ARTIGO DE OPINIÃO: Reconstruir um Fórum Social Mundial de Migrações a partir das lutas regionais é possível
por Patricia Gainza e Paulo Illes
O Fórum Social Mundial, realizado na cidade do México entre os dias 1 e 5 de maio deste ano, contou com a participação em torno de, segundo os organizadores, 1.500 pessoas dos 4 continentes. O ambiente foi marcado pelo debate a respeito da conjuntura da América Latina que passa por uma crise democrática, situação também notada no próprio México o qual tem se tornado, de acordo com as críticas das organizações locais, um país cada vez mais militarizado sob o comando de AMLO. Há um descontentamento por parte das organizações da sociedade civil em relação à ambição do atual presidente de estender o mandato por mais seis anos, o que não está permitido pela atual constituição.
Tal cenário político conturbado se refletiu sem dúvida na organização do Fórum através de problemas de logística como pouca sinalização, atividades espalhadas pela cidade além de espaços vazios e com pouca participação. No aeroporto, a polícia de migração mexicana dificultou o ingresso de participantes. Entre as pessoas impedidas de entrar estava Keila Simpson, ativista transsexual, diretora executiva da associação brasileira ABONG. As atitudes das autoridades mexicanas foram duramente condenadas pelos movimentos e ganhou destaque na imprensa como sendo um caso de transfobia. A delegação brasileira no FSM realizou um ato de desagravo no dia 04 de maio pela manhã no auditório principal.
Apesar de muitos esforços da equipe local, a qual esteve sempre presente e bem-disposta a dialogar e resolver pequenos conflitos, acreditamos que a organização do FSM não foi a desejada. A tardia decisão dos locais onde as atividades aconteceriam, a falta de comunicação clara, baixa convocação de participantes locais além de uma grande desarticulação dos movimentos sociais e pouco espaço na imprensa local foram alguns dos problemas logísticos enfrentados.

▬▬▬

*Tarefa proposta A*:
Com base no artigo sobre o Fórum Social Mundial, responda:
(i) Em que cidade e entre quais dias o Fórum foi realizado?
(ii) Quem estava entre as pessoas impedidas de entrar no México?
(iii) Em que dia e período a delegação brasileira realizou o ato de desagravo?
*Tarefa proposta B*: Devolva, sem nenhuma alteração, o trecho do artigo sobre o Fórum Social Mundial que começa em "Tal cenário político" e termina em "no auditório principal.".

*Dados fornecidos*:
▬▬▬

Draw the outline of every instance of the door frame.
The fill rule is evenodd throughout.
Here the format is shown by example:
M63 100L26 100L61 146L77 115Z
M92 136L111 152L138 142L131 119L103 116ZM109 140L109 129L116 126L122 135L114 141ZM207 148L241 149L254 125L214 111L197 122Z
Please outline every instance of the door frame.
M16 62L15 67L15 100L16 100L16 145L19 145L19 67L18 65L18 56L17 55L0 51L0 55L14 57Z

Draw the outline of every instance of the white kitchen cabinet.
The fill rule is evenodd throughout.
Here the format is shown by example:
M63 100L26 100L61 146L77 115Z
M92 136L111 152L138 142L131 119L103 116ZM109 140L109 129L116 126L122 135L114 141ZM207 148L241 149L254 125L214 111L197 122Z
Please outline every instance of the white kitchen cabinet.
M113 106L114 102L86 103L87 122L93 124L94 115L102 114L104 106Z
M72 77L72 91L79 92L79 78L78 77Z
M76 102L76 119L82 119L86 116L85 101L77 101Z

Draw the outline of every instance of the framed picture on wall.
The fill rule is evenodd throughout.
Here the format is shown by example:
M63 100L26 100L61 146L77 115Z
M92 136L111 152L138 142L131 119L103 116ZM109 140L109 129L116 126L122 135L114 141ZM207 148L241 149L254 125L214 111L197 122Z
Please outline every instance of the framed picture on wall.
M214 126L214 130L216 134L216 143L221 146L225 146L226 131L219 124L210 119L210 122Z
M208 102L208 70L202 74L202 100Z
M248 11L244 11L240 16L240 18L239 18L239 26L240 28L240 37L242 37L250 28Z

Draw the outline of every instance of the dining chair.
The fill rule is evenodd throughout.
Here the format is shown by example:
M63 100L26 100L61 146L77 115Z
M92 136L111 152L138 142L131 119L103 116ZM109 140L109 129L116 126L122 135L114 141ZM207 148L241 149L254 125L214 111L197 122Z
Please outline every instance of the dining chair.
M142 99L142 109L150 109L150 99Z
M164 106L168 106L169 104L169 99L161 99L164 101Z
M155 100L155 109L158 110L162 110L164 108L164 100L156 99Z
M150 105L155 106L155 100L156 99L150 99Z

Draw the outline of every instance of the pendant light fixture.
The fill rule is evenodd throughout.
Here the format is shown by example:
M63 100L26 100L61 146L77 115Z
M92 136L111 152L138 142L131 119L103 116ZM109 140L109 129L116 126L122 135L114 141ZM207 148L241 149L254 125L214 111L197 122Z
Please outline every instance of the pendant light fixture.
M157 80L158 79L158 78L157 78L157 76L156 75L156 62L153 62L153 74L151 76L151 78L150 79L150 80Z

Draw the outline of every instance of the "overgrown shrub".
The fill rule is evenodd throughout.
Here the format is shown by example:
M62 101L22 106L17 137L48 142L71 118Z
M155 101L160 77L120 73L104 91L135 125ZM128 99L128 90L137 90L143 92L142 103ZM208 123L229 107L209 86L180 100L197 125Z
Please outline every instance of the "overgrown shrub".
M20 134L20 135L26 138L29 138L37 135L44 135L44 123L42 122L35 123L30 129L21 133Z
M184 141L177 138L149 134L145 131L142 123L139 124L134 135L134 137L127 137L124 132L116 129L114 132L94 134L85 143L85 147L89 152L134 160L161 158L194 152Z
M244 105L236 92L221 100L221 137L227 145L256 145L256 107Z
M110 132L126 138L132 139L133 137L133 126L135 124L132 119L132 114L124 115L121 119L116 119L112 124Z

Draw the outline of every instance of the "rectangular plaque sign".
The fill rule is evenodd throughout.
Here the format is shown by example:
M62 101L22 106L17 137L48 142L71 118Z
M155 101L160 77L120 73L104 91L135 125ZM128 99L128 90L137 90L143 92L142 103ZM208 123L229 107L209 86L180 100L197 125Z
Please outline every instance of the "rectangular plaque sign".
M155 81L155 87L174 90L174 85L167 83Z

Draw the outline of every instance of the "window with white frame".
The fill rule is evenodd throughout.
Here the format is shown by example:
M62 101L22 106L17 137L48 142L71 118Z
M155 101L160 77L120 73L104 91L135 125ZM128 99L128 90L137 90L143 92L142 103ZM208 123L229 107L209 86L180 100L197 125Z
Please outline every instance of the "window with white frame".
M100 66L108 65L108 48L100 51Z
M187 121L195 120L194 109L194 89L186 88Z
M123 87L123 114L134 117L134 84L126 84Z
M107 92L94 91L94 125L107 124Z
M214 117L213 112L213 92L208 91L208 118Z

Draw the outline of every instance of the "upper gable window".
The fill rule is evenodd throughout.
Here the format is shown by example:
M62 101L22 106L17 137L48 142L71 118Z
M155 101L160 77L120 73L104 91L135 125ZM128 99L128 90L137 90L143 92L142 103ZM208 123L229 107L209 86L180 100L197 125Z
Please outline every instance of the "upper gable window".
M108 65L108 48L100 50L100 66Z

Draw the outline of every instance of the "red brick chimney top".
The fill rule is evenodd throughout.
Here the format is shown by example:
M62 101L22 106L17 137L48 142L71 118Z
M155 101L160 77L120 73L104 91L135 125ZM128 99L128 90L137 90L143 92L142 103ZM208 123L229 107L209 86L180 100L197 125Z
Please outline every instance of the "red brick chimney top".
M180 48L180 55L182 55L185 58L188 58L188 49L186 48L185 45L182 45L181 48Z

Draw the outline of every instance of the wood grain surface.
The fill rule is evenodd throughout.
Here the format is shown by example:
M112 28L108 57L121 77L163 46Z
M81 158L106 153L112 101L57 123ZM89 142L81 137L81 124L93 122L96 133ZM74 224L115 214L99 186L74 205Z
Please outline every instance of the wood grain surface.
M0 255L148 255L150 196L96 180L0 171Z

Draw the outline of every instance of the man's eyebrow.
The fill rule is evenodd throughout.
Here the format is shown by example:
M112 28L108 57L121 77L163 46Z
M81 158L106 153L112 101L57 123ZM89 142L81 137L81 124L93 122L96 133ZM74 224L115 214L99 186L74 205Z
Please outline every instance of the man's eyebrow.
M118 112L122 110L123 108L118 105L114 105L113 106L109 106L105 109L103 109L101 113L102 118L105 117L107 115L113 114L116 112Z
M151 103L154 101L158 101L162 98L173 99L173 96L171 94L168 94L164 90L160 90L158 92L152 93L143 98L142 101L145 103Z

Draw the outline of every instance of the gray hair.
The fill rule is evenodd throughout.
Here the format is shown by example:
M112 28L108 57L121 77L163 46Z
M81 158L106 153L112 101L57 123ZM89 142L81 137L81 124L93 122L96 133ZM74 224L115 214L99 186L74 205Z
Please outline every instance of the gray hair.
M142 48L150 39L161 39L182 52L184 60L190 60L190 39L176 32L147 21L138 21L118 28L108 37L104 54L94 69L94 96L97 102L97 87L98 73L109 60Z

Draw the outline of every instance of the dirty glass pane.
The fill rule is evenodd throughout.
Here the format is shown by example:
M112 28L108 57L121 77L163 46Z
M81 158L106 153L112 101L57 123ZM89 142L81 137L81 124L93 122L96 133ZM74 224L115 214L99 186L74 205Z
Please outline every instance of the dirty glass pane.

▬▬▬

*Resposta A*:
(i) Na cidade do México, entre os dias 1 e 5 de maio.
(ii) Keila Simpson, ativista transsexual e diretora executiva da associação brasileira ABONG.
(iii) No dia 4 de maio, pela manhã.

*Resposta B*:
Tal cenário político conturbado se refletiu sem dúvida na organização do Fórum através de problemas de logística como pouca sinalização, atividades espalhadas pela cidade além de espaços vazios e com pouca participação. No aeroporto, a polícia de migração mexicana dificultou o ingresso de participantes. Entre as pessoas impedidas de entrar estava Keila Simpson, ativista transsexual, diretora executiva da associação brasileira ABONG. As atitudes das autoridades mexicanas foram duramente condenadas pelos movimentos e ganhou destaque na imprensa como sendo um caso de transfobia. A delegação brasileira no FSM realizou um ato de desagravo no dia 04 de maio pela manhã no auditório principal.